Page excerpt ::

The biggest life sciences IPO of the year so far belongs to Legend Biotech.
The cancer drug developer was able to raise $423.8 million after pricing its shares well above the targeted price range. Legend, which has executive offices Somerset, NJ, had planned to sell 18 million shares in the range of $18 to $20 apiece. But investor interest in the company was strong enough to warrant boosting the target, and on Friday morning, Legend priced its shares at $23 each.
The biotech supplemented its IPO haul with a separate transaction. Former parent company and majority shareholder GenScript Biotech bought more than 1 million shares at the IPO price, adding another $24 million to Legend’s coffers.
Shares of Legend (NASDAQ: LEGN) reached as high as $39.49 each on Friday, before closing at $37 apiece, up 60 percent from the IPO price. Legend’s IPO is the biggest for a biotech company this year since cancer drug developer Revolution Medicines (NASDAQ: RVMD) raised $238 million in its stock market debut.
Investor interest in Legend was robust following the release of additional data for its lead compound, JNJ-4528, an experimental cell therapy for the blood cancer multiple myeloma. During the online meeting of the American Society of Clinical Oncology last weekend, Janssen Biotech, a Johnson & Johnson (NYSE: JNJ) subsidiary and Legend’s partner in the development of the drug outside of China, reported data from a Phase 1 study. In 25 of 29 patients, there was a “complete response” to the cell therapy, meaning that all signs of the cancer were gone.
The Legend drug targets a cancer protein called B-cell maturation antigen (BCMA). It’s found in abundance on the surface of multiple myeloma cells. There are no FDA-approved BCMA-targeting drugs yet, but the JNJ-4528 data make it a strong contender to become the first. A rival BCMA therapy from Bristol Myers Squibb (NYSE: BMY) and partner Bluebird Bio (NASDAQ: BLUE) was the first to be submitted to the FDA, but last month the regulator declined to review it and instead asked for more information. Analysts at SVB Leerink have said the setback for the Bristol/Bluebird drug reduces its lead over the J&J/Legend therapy by about four months.

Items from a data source
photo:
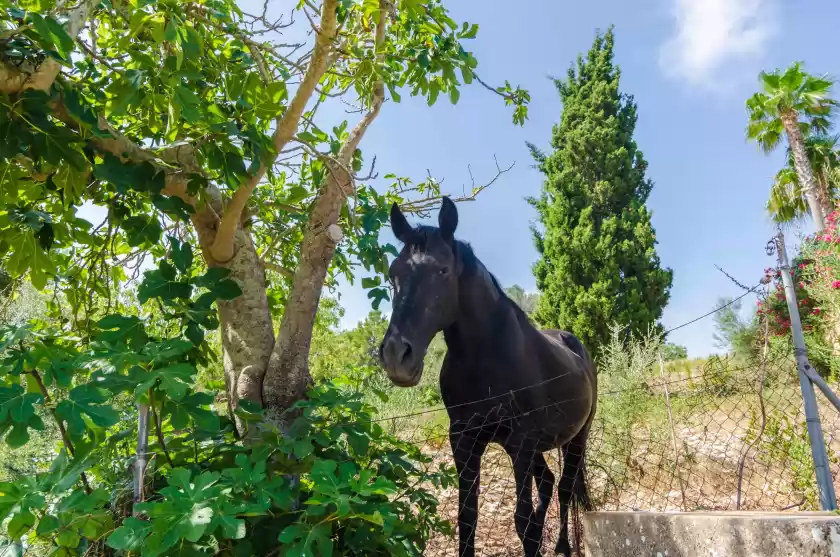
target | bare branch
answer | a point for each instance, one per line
(423, 206)
(494, 89)
(43, 78)
(733, 279)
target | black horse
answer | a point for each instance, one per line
(502, 380)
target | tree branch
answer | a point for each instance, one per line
(223, 245)
(269, 266)
(424, 205)
(15, 81)
(493, 89)
(64, 437)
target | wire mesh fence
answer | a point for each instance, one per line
(723, 436)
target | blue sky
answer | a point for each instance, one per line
(690, 64)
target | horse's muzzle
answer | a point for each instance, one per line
(402, 363)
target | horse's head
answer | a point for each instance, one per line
(425, 281)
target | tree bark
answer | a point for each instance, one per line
(790, 121)
(287, 377)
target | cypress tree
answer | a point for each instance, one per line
(598, 263)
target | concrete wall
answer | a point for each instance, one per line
(712, 534)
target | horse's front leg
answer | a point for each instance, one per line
(467, 451)
(529, 526)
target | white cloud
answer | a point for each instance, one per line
(713, 34)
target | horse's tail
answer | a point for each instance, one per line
(580, 501)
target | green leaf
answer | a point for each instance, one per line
(189, 104)
(175, 380)
(126, 91)
(129, 177)
(156, 285)
(192, 406)
(131, 535)
(47, 525)
(121, 328)
(182, 256)
(434, 91)
(170, 33)
(17, 405)
(232, 528)
(142, 230)
(63, 41)
(68, 537)
(194, 44)
(226, 289)
(20, 524)
(174, 206)
(18, 436)
(371, 282)
(86, 400)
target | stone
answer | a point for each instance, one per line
(711, 534)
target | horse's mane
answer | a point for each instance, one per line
(471, 263)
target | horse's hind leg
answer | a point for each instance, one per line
(528, 527)
(545, 487)
(571, 488)
(467, 451)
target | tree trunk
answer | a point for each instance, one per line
(790, 120)
(246, 326)
(287, 377)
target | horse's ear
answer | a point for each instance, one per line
(399, 224)
(447, 219)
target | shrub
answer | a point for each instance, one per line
(335, 483)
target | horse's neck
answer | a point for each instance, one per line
(482, 312)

Problems to solve ::
1. In the Legend Biotech IPO article, what price per share did Legend set for its IPO on Friday morning?
2. Condense the paragraph of the Legend Biotech IPO article that begins "The Legend drug targets" into a short bulleted list that keeps its main facts.
3. Carry on the Legend Biotech IPO article from where it stops.

Your written answers ::
1. $23 per share.

2.
- The drug targets B-cell maturation antigen (BCMA), a protein abundant on the surface of multiple myeloma cells.
- No BCMA-targeting drug has FDA approval yet, and the JNJ-4528 data make it a strong contender to be the first.
- A rival BCMA therapy from Bristol Myers Squibb and Bluebird Bio was submitted to the FDA first, but last month the regulator declined to review it and asked for more information.
- SVB Leerink analysts say this setback cuts the Bristol/Bluebird lead over the J&J/Legend therapy by about four months.

3.
A Phase 2 test of JNJ-4528 is already underway. Legend says in its IPO filing that based on the results of that study, plus the data from earlier tests, applications could be submitted to US and European regulators in the second half of this year. Next year, the company plans to seek approval for the cell therapy in Japan.
According to Legend’s prospectus, the company plans to apply between $160 million and $185 million of the proceeds toward further clinical development of its multiple myeloma drug. Another $60 million to $75 million is set aside for construction of manufacturing facilities. The company plans to spend $15 million to $20 million for the commercial launch of the drug, if it’s approved.
Legend was formed in 2014 as a China-based subsidiary of GenScript, a New Jersey pharmaceutical industry services provider whose shares are publicly traded in Hong Kong. Even though the IPO means that Legend is striking out on its own, GenScript will keep close ties to its former subsidiary. According to the prospectus, after the IPO and the private sale of shares to GenScript, the former parent company will own 66.1 percent of Legend.